[Selected passage]

>> begin

4. Design intentional rebooking prompts
Repeat bookings may need to be prompted. Create clear “next step” journeys to make the decision easy:
For multi-product operators: bundle experiences (“Next time, pair this with…”), introduce progression (“Level up from beginner to advanced”), offer returning guest incentives (priority booking, small perks, upgrades)
For single-experience businesses: different seasons, different group types (e.g. “bring your family next time”), partnerships with complementary operators
5. Encourage referrals
“Word of mouth” works best when it’s actively encouraged, you just need to give them a nudge and the tools. Build it into your flow with pre-written messages, easy share links, and clear calls to action:
- Post-experience referral prompts (“Know someone who’d love this?”)
- Simple referral rewards (discounts, add-ons, exclusive access)
- Shareable content (photos, videos, itineraries)

>> end

[What you are asked to do]
Could you repeat the stretch from "For single-experience businesses: different" through "add-ons, exclusive access)" of the passage on repeat bookings and referrals, substituting "collaborations" for "partnerships"? The rows come from a different source than the passage.

[Records provided]
>> begin

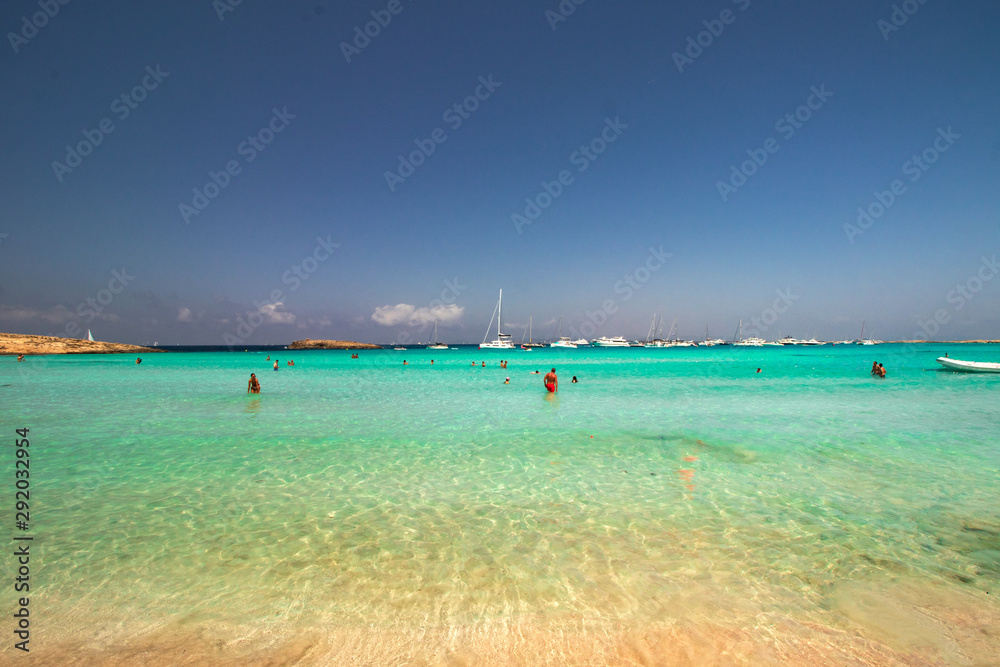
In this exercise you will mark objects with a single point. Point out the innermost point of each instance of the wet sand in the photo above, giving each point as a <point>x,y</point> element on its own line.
<point>862,623</point>
<point>30,345</point>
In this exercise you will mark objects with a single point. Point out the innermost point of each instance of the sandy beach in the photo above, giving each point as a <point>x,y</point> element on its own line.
<point>30,345</point>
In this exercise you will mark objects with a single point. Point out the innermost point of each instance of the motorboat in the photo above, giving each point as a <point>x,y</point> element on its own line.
<point>969,366</point>
<point>613,341</point>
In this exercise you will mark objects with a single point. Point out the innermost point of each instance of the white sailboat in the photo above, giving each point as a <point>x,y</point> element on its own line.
<point>502,341</point>
<point>866,341</point>
<point>436,345</point>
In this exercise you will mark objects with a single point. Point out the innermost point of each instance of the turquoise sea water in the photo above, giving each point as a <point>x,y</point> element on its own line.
<point>432,514</point>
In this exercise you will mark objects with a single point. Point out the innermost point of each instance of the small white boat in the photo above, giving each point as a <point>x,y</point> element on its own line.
<point>613,341</point>
<point>502,341</point>
<point>753,341</point>
<point>436,345</point>
<point>969,366</point>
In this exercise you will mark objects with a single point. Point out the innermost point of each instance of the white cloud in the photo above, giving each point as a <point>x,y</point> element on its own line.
<point>272,314</point>
<point>52,315</point>
<point>404,313</point>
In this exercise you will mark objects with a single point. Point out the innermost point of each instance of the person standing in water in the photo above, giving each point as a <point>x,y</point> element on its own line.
<point>551,381</point>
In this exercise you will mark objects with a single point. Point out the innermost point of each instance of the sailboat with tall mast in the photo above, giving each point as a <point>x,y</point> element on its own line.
<point>436,345</point>
<point>502,341</point>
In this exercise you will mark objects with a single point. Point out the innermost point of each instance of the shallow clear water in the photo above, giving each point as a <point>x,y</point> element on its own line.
<point>669,488</point>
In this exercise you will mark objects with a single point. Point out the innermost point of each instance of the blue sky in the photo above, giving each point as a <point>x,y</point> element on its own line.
<point>311,238</point>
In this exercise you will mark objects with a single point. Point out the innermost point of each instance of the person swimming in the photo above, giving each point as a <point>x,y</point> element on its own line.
<point>551,381</point>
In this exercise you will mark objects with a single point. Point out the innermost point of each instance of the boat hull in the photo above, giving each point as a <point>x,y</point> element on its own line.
<point>969,366</point>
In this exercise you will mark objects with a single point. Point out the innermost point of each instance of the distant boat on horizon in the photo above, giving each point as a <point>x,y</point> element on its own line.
<point>502,341</point>
<point>969,366</point>
<point>436,345</point>
<point>612,341</point>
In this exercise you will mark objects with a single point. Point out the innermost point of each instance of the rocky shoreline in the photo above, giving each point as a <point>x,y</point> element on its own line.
<point>28,345</point>
<point>309,344</point>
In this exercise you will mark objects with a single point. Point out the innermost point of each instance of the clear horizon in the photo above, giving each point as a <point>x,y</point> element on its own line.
<point>205,173</point>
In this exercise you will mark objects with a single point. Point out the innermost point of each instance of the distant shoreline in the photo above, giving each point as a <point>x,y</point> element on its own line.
<point>34,345</point>
<point>309,344</point>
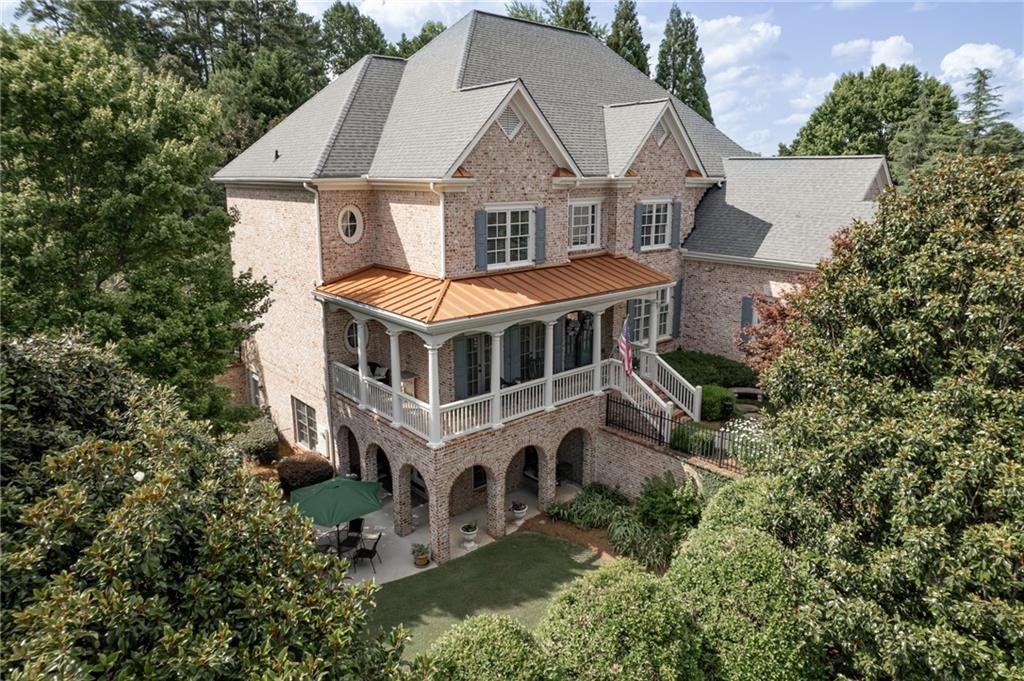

>> end

[Final answer]
For single-experience businesses: different seasons, different group types (e.g. “bring your family next time”), collaborations with complementary operators
5. Encourage referrals
“Word of mouth” works best when it’s actively encouraged, you just need to give them a nudge and the tools. Build it into your flow with pre-written messages, easy share links, and clear calls to action:
- Post-experience referral prompts (“Know someone who’d love this?”)
- Simple referral rewards (discounts, add-ons, exclusive access)